Exercise prompt — Exactly those lines that run from the one containing "locate white pillar" through the last line of the entries below should be printed, and no others.
[Source material — start]
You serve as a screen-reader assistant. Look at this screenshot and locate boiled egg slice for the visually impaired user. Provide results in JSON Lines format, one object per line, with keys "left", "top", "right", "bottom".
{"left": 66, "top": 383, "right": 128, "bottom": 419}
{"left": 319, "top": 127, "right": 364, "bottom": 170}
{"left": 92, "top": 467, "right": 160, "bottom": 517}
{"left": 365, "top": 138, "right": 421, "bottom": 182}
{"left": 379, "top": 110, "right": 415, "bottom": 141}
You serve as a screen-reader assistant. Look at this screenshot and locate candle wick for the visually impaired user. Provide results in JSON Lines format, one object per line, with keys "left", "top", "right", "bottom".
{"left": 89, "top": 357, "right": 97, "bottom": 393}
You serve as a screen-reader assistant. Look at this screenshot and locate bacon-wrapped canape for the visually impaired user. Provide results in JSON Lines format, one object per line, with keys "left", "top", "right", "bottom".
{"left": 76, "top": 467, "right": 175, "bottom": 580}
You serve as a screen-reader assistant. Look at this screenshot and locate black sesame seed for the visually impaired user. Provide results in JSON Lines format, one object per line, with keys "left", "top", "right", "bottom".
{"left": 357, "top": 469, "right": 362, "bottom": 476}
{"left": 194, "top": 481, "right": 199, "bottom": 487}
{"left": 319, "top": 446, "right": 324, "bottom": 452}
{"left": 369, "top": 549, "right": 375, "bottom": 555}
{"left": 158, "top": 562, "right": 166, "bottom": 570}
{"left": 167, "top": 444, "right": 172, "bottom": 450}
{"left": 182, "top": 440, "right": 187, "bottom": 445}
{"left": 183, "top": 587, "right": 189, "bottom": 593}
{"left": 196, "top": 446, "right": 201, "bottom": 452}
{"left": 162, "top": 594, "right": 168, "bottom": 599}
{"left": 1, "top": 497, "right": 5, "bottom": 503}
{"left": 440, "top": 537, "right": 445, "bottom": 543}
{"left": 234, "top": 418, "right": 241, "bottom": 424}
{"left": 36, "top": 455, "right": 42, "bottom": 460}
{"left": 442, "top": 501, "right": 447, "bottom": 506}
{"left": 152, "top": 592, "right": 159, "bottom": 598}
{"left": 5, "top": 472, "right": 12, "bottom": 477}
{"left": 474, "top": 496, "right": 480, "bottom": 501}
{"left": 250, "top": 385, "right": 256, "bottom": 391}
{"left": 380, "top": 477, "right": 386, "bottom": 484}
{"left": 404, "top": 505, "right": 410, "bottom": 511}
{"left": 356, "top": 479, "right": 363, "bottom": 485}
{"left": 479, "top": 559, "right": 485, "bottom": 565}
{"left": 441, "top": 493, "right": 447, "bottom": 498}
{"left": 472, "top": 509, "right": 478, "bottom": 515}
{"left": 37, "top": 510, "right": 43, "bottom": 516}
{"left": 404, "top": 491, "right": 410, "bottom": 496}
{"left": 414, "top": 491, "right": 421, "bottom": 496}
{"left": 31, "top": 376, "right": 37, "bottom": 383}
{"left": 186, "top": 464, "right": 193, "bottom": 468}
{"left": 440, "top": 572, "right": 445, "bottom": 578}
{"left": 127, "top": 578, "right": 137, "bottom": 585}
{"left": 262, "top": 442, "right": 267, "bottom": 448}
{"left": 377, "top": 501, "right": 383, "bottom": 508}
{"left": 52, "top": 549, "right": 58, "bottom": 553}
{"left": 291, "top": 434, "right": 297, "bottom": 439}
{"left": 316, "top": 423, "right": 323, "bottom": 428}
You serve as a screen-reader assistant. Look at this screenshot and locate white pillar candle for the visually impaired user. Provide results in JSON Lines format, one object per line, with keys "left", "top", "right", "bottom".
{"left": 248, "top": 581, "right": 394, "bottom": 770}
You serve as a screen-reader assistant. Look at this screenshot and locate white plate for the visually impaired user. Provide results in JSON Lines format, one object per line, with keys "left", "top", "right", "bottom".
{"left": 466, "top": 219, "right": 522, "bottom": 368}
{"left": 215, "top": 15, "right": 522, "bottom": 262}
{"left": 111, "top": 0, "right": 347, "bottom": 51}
[Source material — finish]
Result of the exercise —
You serve as a screen-reader assistant. Look at this screenshot and locate white pillar candle for the visually impaired user. Provide results in JSON Lines format, one object per line, with keys "left", "top", "right", "bottom".
{"left": 248, "top": 581, "right": 394, "bottom": 770}
You serve as a screen-reader assistant. Look at this screenshot and locate white plate for the visually impaired user. Provide results in JSON Lines format, one object per line, with keys "left", "top", "right", "bottom".
{"left": 466, "top": 219, "right": 522, "bottom": 368}
{"left": 215, "top": 15, "right": 522, "bottom": 262}
{"left": 111, "top": 0, "right": 347, "bottom": 51}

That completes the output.